▶ [EXERCISE MATERIALS]
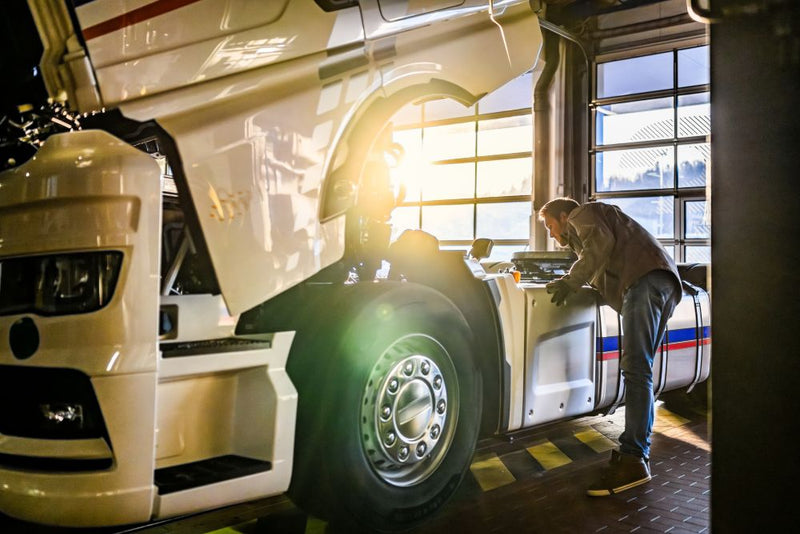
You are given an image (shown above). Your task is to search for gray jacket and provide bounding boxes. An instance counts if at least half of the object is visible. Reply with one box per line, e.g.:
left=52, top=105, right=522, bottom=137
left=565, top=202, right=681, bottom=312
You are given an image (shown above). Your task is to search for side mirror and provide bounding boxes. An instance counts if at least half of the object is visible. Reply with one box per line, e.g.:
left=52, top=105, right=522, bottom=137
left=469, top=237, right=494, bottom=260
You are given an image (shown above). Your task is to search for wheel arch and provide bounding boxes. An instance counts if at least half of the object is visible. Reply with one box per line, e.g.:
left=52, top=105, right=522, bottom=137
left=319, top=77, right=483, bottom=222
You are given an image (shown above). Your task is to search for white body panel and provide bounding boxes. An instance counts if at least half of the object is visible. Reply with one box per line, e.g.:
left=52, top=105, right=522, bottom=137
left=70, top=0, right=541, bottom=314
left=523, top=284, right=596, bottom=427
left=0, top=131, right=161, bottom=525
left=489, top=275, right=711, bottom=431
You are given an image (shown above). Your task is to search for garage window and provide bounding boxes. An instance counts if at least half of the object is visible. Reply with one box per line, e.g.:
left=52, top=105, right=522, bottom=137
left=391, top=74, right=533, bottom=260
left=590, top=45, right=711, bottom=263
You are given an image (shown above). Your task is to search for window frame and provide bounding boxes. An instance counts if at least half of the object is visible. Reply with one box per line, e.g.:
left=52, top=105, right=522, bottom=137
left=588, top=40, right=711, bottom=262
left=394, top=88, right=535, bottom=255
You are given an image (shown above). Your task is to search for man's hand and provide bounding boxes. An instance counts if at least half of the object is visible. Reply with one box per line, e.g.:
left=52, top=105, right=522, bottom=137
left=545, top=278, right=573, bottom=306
--
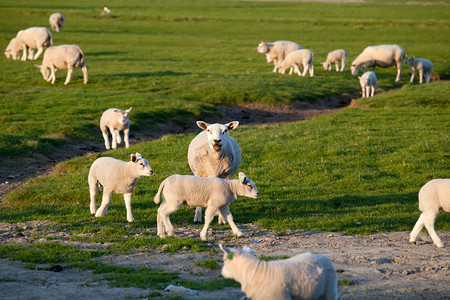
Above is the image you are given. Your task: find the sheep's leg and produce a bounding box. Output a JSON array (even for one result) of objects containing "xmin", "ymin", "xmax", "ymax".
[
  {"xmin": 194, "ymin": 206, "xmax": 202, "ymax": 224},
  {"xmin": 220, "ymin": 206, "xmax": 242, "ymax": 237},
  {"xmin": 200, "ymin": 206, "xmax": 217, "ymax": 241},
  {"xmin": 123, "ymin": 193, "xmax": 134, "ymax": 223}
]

▶ [SHORT EXERCISE] Rewrite the records from the line with "search for gray" to the line with "left=469, top=237, right=494, bottom=260", both included, with their requests. Multiply each box coordinate in the answers by 1.75 and round to whole numbers, with halves rounding up. Leave the requests and their sample boxes unchanged.

▶ [SOLVED PROBLEM]
You are given an image (shown above). Your task is to search for gray jacket and provide bounding boxes. An instance counts if at least half of the object is visible. Reply with one box per line, e.g.:
left=52, top=105, right=522, bottom=137
left=989, top=354, right=1192, bottom=546
You are given an image (shown above). Your task is to search for side mirror and provide bounding boxes. An instance counts if at least half of the object is visible. Reply with one box per line, e.g.:
left=52, top=105, right=522, bottom=137
left=821, top=415, right=865, bottom=455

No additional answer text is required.